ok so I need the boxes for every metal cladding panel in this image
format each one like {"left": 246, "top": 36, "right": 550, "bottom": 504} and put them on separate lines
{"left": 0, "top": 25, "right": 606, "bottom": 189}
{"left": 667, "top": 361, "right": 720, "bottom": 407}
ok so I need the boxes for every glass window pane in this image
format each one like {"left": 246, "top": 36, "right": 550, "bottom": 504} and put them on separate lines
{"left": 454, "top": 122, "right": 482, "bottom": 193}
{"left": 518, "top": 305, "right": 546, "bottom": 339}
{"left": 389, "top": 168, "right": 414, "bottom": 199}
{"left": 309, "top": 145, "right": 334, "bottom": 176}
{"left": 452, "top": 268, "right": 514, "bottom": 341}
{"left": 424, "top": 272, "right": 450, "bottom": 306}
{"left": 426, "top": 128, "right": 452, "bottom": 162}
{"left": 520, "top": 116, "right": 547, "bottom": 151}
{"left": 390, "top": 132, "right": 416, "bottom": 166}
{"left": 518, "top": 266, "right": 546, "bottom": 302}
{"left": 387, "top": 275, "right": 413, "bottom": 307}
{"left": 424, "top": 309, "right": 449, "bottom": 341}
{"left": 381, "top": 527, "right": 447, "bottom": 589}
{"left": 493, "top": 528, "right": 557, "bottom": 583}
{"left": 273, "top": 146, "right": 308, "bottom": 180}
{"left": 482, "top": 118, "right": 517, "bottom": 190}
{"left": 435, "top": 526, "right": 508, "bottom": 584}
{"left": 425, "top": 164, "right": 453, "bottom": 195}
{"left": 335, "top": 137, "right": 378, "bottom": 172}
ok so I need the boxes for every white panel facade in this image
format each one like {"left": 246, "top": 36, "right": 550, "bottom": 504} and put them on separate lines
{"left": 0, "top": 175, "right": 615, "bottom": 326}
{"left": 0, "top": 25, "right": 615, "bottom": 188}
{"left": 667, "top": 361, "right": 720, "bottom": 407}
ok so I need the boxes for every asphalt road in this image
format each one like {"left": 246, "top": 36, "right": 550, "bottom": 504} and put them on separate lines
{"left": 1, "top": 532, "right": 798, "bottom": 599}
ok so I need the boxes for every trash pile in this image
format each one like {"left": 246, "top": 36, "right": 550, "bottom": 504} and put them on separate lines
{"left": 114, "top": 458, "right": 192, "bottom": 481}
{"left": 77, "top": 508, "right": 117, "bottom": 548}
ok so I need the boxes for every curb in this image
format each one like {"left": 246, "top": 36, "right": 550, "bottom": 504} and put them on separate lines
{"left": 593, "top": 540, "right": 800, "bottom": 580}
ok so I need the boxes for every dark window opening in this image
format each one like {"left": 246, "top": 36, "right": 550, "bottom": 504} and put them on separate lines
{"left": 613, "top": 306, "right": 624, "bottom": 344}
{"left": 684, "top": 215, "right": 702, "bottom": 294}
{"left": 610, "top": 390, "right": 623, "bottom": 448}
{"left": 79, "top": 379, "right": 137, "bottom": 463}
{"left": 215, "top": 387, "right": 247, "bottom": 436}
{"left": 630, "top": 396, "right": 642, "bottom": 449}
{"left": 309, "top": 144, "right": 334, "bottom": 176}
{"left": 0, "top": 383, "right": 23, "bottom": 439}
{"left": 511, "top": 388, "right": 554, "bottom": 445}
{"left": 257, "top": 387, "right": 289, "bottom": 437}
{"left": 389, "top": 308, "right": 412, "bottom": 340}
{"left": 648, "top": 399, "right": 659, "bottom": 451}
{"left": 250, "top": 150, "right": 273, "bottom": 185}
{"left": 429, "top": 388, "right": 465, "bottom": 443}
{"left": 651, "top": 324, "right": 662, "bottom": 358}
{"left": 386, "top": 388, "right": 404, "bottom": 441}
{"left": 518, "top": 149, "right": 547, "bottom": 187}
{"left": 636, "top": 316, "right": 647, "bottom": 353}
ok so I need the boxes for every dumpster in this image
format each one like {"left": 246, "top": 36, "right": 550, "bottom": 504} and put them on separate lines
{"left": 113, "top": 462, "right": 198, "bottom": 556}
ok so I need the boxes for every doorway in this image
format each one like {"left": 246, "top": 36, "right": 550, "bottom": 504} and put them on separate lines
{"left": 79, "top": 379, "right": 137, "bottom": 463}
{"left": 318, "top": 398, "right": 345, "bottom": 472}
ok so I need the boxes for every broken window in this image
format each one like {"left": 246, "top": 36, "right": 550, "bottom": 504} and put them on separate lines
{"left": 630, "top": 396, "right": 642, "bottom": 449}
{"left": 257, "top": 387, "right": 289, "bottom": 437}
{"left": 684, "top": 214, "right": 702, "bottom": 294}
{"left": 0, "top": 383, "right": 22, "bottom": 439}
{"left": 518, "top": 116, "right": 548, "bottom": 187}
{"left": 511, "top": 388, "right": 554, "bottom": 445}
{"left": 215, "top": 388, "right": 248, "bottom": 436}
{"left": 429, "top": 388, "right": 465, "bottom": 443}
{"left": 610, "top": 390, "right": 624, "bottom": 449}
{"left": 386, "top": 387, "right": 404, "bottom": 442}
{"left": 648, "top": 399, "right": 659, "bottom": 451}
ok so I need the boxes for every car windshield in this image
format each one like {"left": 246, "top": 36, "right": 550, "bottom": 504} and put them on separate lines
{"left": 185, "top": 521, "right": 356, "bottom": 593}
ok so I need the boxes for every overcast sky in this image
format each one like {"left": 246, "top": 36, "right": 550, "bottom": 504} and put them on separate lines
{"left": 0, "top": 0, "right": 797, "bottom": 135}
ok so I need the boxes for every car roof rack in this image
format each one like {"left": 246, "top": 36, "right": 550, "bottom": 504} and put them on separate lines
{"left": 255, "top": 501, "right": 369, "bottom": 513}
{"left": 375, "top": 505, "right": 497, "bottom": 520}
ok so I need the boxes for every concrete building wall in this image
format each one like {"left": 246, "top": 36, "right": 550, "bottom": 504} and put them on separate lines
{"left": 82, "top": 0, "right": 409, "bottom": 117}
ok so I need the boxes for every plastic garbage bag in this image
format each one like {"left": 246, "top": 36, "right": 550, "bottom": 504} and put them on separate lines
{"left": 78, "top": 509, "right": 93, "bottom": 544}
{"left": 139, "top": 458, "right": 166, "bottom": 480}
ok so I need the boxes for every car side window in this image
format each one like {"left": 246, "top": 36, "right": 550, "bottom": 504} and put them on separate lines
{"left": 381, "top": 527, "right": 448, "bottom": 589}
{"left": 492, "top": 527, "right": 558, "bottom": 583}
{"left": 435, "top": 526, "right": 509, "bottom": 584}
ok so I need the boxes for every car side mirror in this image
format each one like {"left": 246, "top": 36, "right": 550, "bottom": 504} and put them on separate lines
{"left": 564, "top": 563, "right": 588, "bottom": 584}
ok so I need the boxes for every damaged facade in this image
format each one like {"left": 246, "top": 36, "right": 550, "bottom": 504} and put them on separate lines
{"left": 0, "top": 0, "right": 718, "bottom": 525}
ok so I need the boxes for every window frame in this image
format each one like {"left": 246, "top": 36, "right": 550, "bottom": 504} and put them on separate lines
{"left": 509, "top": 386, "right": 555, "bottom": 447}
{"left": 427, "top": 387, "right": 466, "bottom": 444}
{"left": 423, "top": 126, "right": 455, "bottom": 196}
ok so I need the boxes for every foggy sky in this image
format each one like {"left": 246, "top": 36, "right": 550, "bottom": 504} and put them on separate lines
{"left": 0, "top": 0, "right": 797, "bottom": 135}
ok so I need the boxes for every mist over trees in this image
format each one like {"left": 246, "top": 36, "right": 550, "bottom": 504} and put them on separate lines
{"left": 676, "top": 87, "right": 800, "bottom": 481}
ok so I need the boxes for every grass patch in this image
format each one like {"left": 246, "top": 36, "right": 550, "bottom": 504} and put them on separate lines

Task directions. Recopy the whole listing exactly.

Answer to this task.
ok so I need the boxes for every metal cladding panel in this image
format each one like {"left": 246, "top": 36, "right": 550, "bottom": 504} and put them on separate lines
{"left": 0, "top": 25, "right": 606, "bottom": 189}
{"left": 667, "top": 361, "right": 720, "bottom": 407}
ok so I need the boxes for every glass window pane in this image
format each one like {"left": 246, "top": 36, "right": 550, "bottom": 504} and put them on separate lines
{"left": 454, "top": 122, "right": 482, "bottom": 193}
{"left": 518, "top": 305, "right": 546, "bottom": 339}
{"left": 389, "top": 168, "right": 414, "bottom": 199}
{"left": 309, "top": 145, "right": 334, "bottom": 176}
{"left": 452, "top": 268, "right": 514, "bottom": 341}
{"left": 424, "top": 272, "right": 450, "bottom": 306}
{"left": 426, "top": 128, "right": 452, "bottom": 162}
{"left": 520, "top": 116, "right": 547, "bottom": 151}
{"left": 390, "top": 132, "right": 416, "bottom": 166}
{"left": 518, "top": 266, "right": 546, "bottom": 302}
{"left": 387, "top": 275, "right": 413, "bottom": 307}
{"left": 424, "top": 309, "right": 449, "bottom": 341}
{"left": 381, "top": 527, "right": 447, "bottom": 589}
{"left": 493, "top": 528, "right": 557, "bottom": 583}
{"left": 273, "top": 146, "right": 308, "bottom": 180}
{"left": 482, "top": 118, "right": 517, "bottom": 190}
{"left": 435, "top": 526, "right": 508, "bottom": 584}
{"left": 425, "top": 164, "right": 453, "bottom": 195}
{"left": 335, "top": 137, "right": 378, "bottom": 172}
ok so I need the boxes for every white panel facade in this image
format each one like {"left": 246, "top": 36, "right": 550, "bottom": 504} and put them on separate lines
{"left": 0, "top": 175, "right": 615, "bottom": 326}
{"left": 0, "top": 25, "right": 615, "bottom": 188}
{"left": 667, "top": 361, "right": 720, "bottom": 407}
ok so I need the boxes for every asphalt road in this image
format each one like {"left": 246, "top": 36, "right": 550, "bottom": 504} and put them on separate lines
{"left": 1, "top": 532, "right": 798, "bottom": 599}
ok so I need the boxes for every trash pile in this image
format each one like {"left": 246, "top": 36, "right": 550, "bottom": 504} and put them on separate lines
{"left": 114, "top": 458, "right": 192, "bottom": 481}
{"left": 77, "top": 508, "right": 117, "bottom": 548}
ok so I need the boxes for every curb in this image
format each one like {"left": 246, "top": 36, "right": 550, "bottom": 504} and put them on separate lines
{"left": 593, "top": 540, "right": 800, "bottom": 580}
ok so I need the boxes for every dark window opening in this image
format each one like {"left": 246, "top": 36, "right": 550, "bottom": 504} and put them on separate lines
{"left": 613, "top": 306, "right": 624, "bottom": 344}
{"left": 684, "top": 215, "right": 702, "bottom": 294}
{"left": 610, "top": 390, "right": 623, "bottom": 448}
{"left": 79, "top": 379, "right": 137, "bottom": 463}
{"left": 215, "top": 387, "right": 247, "bottom": 436}
{"left": 630, "top": 396, "right": 642, "bottom": 449}
{"left": 309, "top": 144, "right": 334, "bottom": 176}
{"left": 0, "top": 383, "right": 23, "bottom": 439}
{"left": 511, "top": 388, "right": 554, "bottom": 445}
{"left": 257, "top": 387, "right": 289, "bottom": 437}
{"left": 389, "top": 308, "right": 412, "bottom": 340}
{"left": 648, "top": 399, "right": 659, "bottom": 451}
{"left": 250, "top": 150, "right": 273, "bottom": 185}
{"left": 429, "top": 388, "right": 465, "bottom": 443}
{"left": 651, "top": 324, "right": 662, "bottom": 358}
{"left": 386, "top": 388, "right": 404, "bottom": 441}
{"left": 518, "top": 149, "right": 547, "bottom": 187}
{"left": 636, "top": 316, "right": 647, "bottom": 353}
ok so I need the boxes for every dumpster in this image
format each one like {"left": 246, "top": 36, "right": 550, "bottom": 504} and put them on separate lines
{"left": 113, "top": 462, "right": 198, "bottom": 556}
ok so I need the boxes for every doorway in this image
format each one like {"left": 246, "top": 36, "right": 550, "bottom": 504} and put them on separate lines
{"left": 79, "top": 379, "right": 137, "bottom": 463}
{"left": 318, "top": 398, "right": 345, "bottom": 472}
ok so I need the boxes for every broken window in this image
format each one like {"left": 246, "top": 36, "right": 550, "bottom": 504} and put them on separate lines
{"left": 630, "top": 396, "right": 642, "bottom": 449}
{"left": 257, "top": 387, "right": 289, "bottom": 437}
{"left": 684, "top": 214, "right": 702, "bottom": 294}
{"left": 0, "top": 383, "right": 22, "bottom": 439}
{"left": 518, "top": 116, "right": 548, "bottom": 187}
{"left": 511, "top": 388, "right": 554, "bottom": 445}
{"left": 215, "top": 388, "right": 248, "bottom": 436}
{"left": 429, "top": 388, "right": 465, "bottom": 443}
{"left": 610, "top": 390, "right": 624, "bottom": 449}
{"left": 386, "top": 387, "right": 404, "bottom": 442}
{"left": 648, "top": 399, "right": 659, "bottom": 451}
ok so I need the boxes for every car windshield in this image
format each one like {"left": 246, "top": 36, "right": 550, "bottom": 504} and put them on separate lines
{"left": 185, "top": 521, "right": 356, "bottom": 593}
ok so I need the boxes for every overcast sky in this image
format each one like {"left": 246, "top": 36, "right": 550, "bottom": 504} and put them on separate lines
{"left": 0, "top": 0, "right": 797, "bottom": 135}
ok so I need the boxes for every car roof rack in this image
format each one like {"left": 246, "top": 36, "right": 550, "bottom": 504} and put them on separate lines
{"left": 255, "top": 501, "right": 369, "bottom": 513}
{"left": 375, "top": 505, "right": 497, "bottom": 520}
ok so I need the boxes for every concrete building wall in this image
format each one like {"left": 246, "top": 36, "right": 550, "bottom": 504} and put them on separate lines
{"left": 82, "top": 0, "right": 409, "bottom": 117}
ok so I need the boxes for every plastic garbage bag in this image
format each one like {"left": 246, "top": 36, "right": 550, "bottom": 504} and put them on separate lines
{"left": 78, "top": 509, "right": 93, "bottom": 544}
{"left": 139, "top": 458, "right": 166, "bottom": 480}
ok so I need the boxes for every car side window in this image
format each one like {"left": 246, "top": 36, "right": 550, "bottom": 504} and put them on separate lines
{"left": 381, "top": 527, "right": 448, "bottom": 589}
{"left": 492, "top": 527, "right": 558, "bottom": 583}
{"left": 435, "top": 526, "right": 509, "bottom": 584}
ok so I need the boxes for every car side mirror in this image
format each one like {"left": 246, "top": 36, "right": 550, "bottom": 504} and put them on separate lines
{"left": 564, "top": 563, "right": 588, "bottom": 584}
ok so I need the boxes for every damaged facade in this image
format each one like {"left": 246, "top": 36, "right": 550, "bottom": 504} and put them on separate lines
{"left": 0, "top": 0, "right": 718, "bottom": 525}
ok so I need the boxes for every window frame in this image
format each one like {"left": 246, "top": 36, "right": 550, "bottom": 504} and put them on separate lines
{"left": 509, "top": 386, "right": 555, "bottom": 447}
{"left": 427, "top": 387, "right": 466, "bottom": 444}
{"left": 423, "top": 126, "right": 455, "bottom": 196}
ok so I need the boxes for every foggy sky in this image
format each one like {"left": 246, "top": 36, "right": 550, "bottom": 504} and put them on separate lines
{"left": 0, "top": 0, "right": 797, "bottom": 135}
ok so I need the boxes for every mist over trees in this image
format each one like {"left": 246, "top": 36, "right": 550, "bottom": 504} and put them on separate lines
{"left": 676, "top": 87, "right": 800, "bottom": 481}
ok so I need the boxes for every grass patch in this image
format each one like {"left": 246, "top": 36, "right": 550, "bottom": 504} and put them on separate lines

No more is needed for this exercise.